EXTRACTED TEXT:
----------------

Amell_SingleCopyGenes.txt
FIle with all the single copy genes in A. mellifera. Column 1(EOG) has the EOG id from OrthoDB v9.1 in which the single copy genes were derivived from. Column 1 (A. mellifera) has the single copy gene in A. mellifera and column 2 (B. terrestris) represents the sinlge copy ortholog in B. terrestris.
Amell_DupPairs.txt
File with all the duplicate genes in A. mellifera. Column 1(EOG) has the EOG id from OrthoDB v9.1 in which the gene duplicates were derivived from. Column 1 (Gene 1) and column 2 (Gene 2) represent the paralogs in A. mellifera in no particular order.
Amell_DupsPairs.txt
Amell_Bterr_EvoProc.txt
File that has the gene families used to identify the evolutionary processes maintaining paralogs in the A. mellifera genome. Column 1 (AMELL_D1) is the paralog with the highest sequence similarity to the single copy ortholog in B. terrestris, while column 2 (AMELL_D2) is the one with the lease sequence similarity. BTERR_ortho is the single copy ortholog of the duplicates in B. terrestris. Methods on how sequence similarity was measured can be found in the methods.

----------------

EXERCISE SET:
**a.** List every file name that appears in the file descriptions.
**b.** According to the file descriptions, which version of OrthoDB do the EOG ids come from?
**c.** Please explain, using the file descriptions, what separates the AMELL_D1 paralog from the AMELL_D2 paralog in Amell_Bterr_EvoProc.txt.

----------------

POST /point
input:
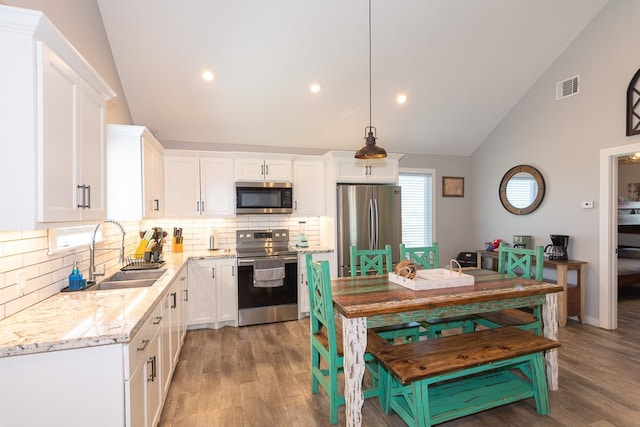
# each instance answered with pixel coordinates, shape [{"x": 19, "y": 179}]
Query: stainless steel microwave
[{"x": 264, "y": 198}]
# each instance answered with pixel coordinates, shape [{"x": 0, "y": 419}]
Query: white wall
[{"x": 563, "y": 140}]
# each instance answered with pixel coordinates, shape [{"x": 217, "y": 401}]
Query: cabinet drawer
[{"x": 136, "y": 350}]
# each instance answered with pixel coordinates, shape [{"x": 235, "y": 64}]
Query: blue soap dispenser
[{"x": 75, "y": 278}]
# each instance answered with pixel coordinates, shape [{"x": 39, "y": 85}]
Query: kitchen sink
[
  {"x": 135, "y": 275},
  {"x": 128, "y": 280},
  {"x": 123, "y": 284}
]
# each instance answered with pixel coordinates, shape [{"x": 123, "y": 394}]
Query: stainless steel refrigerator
[{"x": 369, "y": 217}]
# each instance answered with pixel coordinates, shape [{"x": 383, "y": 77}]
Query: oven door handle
[{"x": 251, "y": 261}]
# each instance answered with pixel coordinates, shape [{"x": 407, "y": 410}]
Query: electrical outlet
[{"x": 21, "y": 280}]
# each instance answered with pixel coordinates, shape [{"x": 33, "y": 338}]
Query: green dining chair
[
  {"x": 326, "y": 341},
  {"x": 517, "y": 262},
  {"x": 429, "y": 257},
  {"x": 379, "y": 261},
  {"x": 370, "y": 261}
]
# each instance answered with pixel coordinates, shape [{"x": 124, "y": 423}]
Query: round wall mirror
[{"x": 522, "y": 189}]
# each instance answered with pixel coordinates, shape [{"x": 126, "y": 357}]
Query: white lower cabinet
[
  {"x": 143, "y": 372},
  {"x": 213, "y": 299},
  {"x": 303, "y": 283},
  {"x": 114, "y": 385}
]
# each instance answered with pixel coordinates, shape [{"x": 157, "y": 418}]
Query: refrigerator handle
[
  {"x": 376, "y": 226},
  {"x": 372, "y": 236}
]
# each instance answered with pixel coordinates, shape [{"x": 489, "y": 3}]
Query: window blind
[{"x": 416, "y": 209}]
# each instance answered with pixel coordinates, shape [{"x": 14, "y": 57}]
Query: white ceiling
[{"x": 463, "y": 64}]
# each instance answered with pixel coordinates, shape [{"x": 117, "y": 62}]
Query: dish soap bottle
[{"x": 75, "y": 278}]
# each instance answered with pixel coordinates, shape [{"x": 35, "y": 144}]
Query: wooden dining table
[{"x": 372, "y": 301}]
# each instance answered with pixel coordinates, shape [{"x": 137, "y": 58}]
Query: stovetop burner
[{"x": 256, "y": 243}]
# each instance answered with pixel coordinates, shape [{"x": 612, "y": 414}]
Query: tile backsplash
[
  {"x": 196, "y": 232},
  {"x": 26, "y": 252}
]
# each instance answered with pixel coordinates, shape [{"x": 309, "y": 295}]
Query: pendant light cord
[{"x": 370, "y": 96}]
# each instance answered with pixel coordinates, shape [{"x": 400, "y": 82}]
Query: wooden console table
[{"x": 571, "y": 301}]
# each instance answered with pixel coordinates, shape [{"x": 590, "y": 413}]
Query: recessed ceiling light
[
  {"x": 315, "y": 87},
  {"x": 208, "y": 75}
]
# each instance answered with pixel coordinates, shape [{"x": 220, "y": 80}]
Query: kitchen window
[
  {"x": 66, "y": 238},
  {"x": 417, "y": 206}
]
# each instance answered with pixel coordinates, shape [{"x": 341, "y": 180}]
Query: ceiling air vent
[{"x": 568, "y": 87}]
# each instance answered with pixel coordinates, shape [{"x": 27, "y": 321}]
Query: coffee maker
[{"x": 557, "y": 250}]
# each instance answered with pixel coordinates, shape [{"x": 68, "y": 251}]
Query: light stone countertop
[
  {"x": 311, "y": 249},
  {"x": 90, "y": 318}
]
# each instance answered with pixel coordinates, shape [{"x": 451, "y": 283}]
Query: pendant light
[{"x": 370, "y": 150}]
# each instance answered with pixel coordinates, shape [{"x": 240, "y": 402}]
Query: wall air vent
[{"x": 568, "y": 87}]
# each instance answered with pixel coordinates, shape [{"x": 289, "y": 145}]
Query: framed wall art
[{"x": 452, "y": 186}]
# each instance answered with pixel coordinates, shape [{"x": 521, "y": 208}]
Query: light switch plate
[{"x": 21, "y": 280}]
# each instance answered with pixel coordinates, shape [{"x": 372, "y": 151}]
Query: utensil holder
[{"x": 177, "y": 245}]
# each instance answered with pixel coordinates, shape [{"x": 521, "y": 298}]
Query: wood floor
[{"x": 259, "y": 376}]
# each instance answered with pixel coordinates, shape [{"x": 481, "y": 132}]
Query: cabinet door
[
  {"x": 278, "y": 170},
  {"x": 92, "y": 149},
  {"x": 201, "y": 306},
  {"x": 249, "y": 170},
  {"x": 135, "y": 401},
  {"x": 216, "y": 187},
  {"x": 303, "y": 286},
  {"x": 308, "y": 187},
  {"x": 170, "y": 335},
  {"x": 182, "y": 186},
  {"x": 383, "y": 170},
  {"x": 153, "y": 373},
  {"x": 183, "y": 298},
  {"x": 152, "y": 176},
  {"x": 349, "y": 169},
  {"x": 58, "y": 178},
  {"x": 227, "y": 290},
  {"x": 261, "y": 169}
]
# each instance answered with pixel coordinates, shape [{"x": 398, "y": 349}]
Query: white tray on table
[{"x": 435, "y": 278}]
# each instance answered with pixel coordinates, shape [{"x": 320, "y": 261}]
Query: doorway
[{"x": 608, "y": 232}]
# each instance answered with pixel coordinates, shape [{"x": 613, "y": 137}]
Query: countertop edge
[{"x": 19, "y": 336}]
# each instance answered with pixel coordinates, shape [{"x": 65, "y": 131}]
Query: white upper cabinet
[
  {"x": 52, "y": 110},
  {"x": 198, "y": 184},
  {"x": 308, "y": 186},
  {"x": 349, "y": 169},
  {"x": 134, "y": 173},
  {"x": 268, "y": 167}
]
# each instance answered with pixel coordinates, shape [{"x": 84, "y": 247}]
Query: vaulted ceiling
[{"x": 463, "y": 65}]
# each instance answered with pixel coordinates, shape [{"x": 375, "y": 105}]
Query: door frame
[{"x": 608, "y": 229}]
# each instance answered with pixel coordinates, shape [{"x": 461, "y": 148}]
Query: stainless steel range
[{"x": 267, "y": 277}]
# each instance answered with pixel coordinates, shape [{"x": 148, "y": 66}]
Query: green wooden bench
[{"x": 433, "y": 381}]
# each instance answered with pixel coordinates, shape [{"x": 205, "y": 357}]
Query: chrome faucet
[{"x": 92, "y": 250}]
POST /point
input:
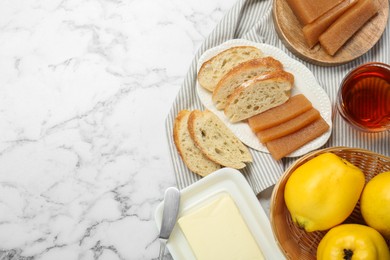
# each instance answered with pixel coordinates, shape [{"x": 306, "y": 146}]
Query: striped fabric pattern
[{"x": 252, "y": 20}]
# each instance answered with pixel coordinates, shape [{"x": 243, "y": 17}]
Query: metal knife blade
[{"x": 170, "y": 212}]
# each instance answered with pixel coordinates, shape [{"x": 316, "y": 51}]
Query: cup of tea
[{"x": 364, "y": 97}]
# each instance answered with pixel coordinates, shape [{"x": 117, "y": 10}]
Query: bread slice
[
  {"x": 216, "y": 140},
  {"x": 215, "y": 68},
  {"x": 195, "y": 160},
  {"x": 266, "y": 91},
  {"x": 240, "y": 74}
]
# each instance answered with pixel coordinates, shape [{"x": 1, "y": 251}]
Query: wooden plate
[{"x": 290, "y": 32}]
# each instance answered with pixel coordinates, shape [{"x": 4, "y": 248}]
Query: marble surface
[{"x": 85, "y": 87}]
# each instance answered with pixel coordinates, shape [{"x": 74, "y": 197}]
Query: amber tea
[{"x": 364, "y": 97}]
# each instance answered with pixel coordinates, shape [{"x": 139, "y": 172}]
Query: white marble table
[{"x": 85, "y": 87}]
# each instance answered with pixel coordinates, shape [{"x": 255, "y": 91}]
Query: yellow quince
[
  {"x": 353, "y": 241},
  {"x": 375, "y": 203},
  {"x": 323, "y": 192}
]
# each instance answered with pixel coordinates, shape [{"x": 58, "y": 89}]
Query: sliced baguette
[
  {"x": 240, "y": 74},
  {"x": 216, "y": 140},
  {"x": 215, "y": 68},
  {"x": 266, "y": 91},
  {"x": 195, "y": 160}
]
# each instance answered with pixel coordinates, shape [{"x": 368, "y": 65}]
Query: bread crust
[
  {"x": 266, "y": 64},
  {"x": 274, "y": 77},
  {"x": 253, "y": 53},
  {"x": 197, "y": 162},
  {"x": 237, "y": 154}
]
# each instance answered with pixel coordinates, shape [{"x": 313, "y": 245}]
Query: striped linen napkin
[{"x": 252, "y": 20}]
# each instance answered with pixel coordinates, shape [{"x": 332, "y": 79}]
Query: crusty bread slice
[
  {"x": 216, "y": 140},
  {"x": 215, "y": 68},
  {"x": 195, "y": 160},
  {"x": 266, "y": 91},
  {"x": 240, "y": 74}
]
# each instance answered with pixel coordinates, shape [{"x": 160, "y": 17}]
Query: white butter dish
[{"x": 228, "y": 181}]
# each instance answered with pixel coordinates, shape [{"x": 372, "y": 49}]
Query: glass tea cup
[{"x": 364, "y": 97}]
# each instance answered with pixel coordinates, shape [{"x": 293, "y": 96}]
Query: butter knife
[{"x": 170, "y": 212}]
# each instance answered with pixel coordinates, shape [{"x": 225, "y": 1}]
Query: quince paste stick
[
  {"x": 312, "y": 31},
  {"x": 288, "y": 127},
  {"x": 293, "y": 107},
  {"x": 287, "y": 144},
  {"x": 347, "y": 25},
  {"x": 308, "y": 10}
]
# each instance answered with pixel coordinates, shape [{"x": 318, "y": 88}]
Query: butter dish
[{"x": 224, "y": 181}]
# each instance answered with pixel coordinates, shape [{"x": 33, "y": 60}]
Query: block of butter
[{"x": 217, "y": 230}]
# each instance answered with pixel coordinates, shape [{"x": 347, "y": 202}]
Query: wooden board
[{"x": 290, "y": 32}]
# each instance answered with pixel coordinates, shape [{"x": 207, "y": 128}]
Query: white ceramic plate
[
  {"x": 228, "y": 181},
  {"x": 305, "y": 83}
]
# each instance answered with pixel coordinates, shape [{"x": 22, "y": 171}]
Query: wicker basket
[{"x": 296, "y": 243}]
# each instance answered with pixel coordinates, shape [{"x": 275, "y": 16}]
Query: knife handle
[{"x": 163, "y": 244}]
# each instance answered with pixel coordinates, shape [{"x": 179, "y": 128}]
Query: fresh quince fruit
[
  {"x": 353, "y": 241},
  {"x": 323, "y": 192},
  {"x": 375, "y": 203}
]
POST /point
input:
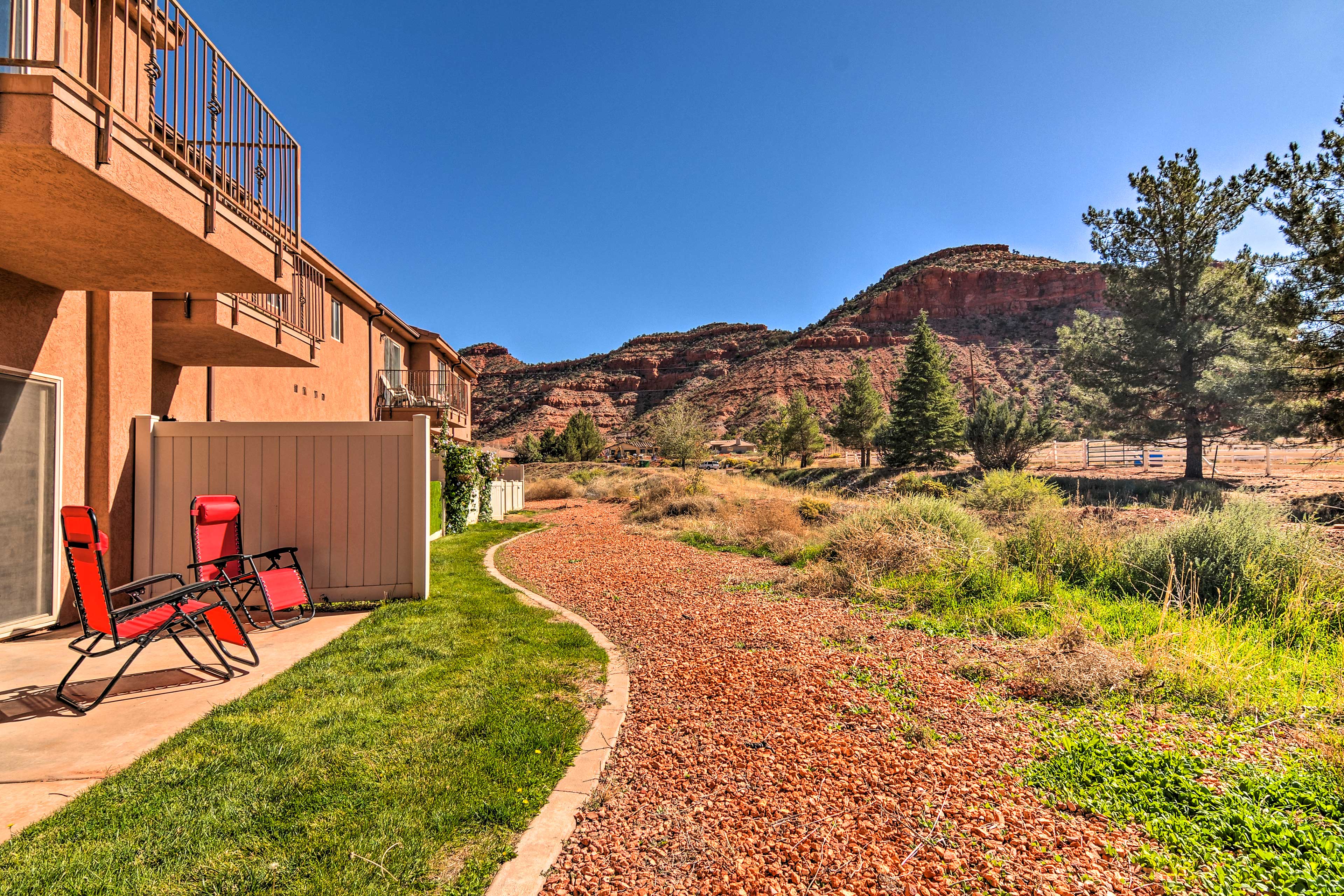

----------------

RESULTS FOR THE EXERCISE:
**a.**
Amell_SingleCopyGenes.txt
Amell_DupPairs.txt
Amell_DupsPairs.txt
Amell_Bterr_EvoProc.txt

**b.** OrthoDB v9.1.

**c.** The two paralogs are distinguished by their sequence similarity to the single copy ortholog in B. terrestris. AMELL_D1 is the paralog with the highest similarity to that ortholog, and AMELL_D2 is the one with the least.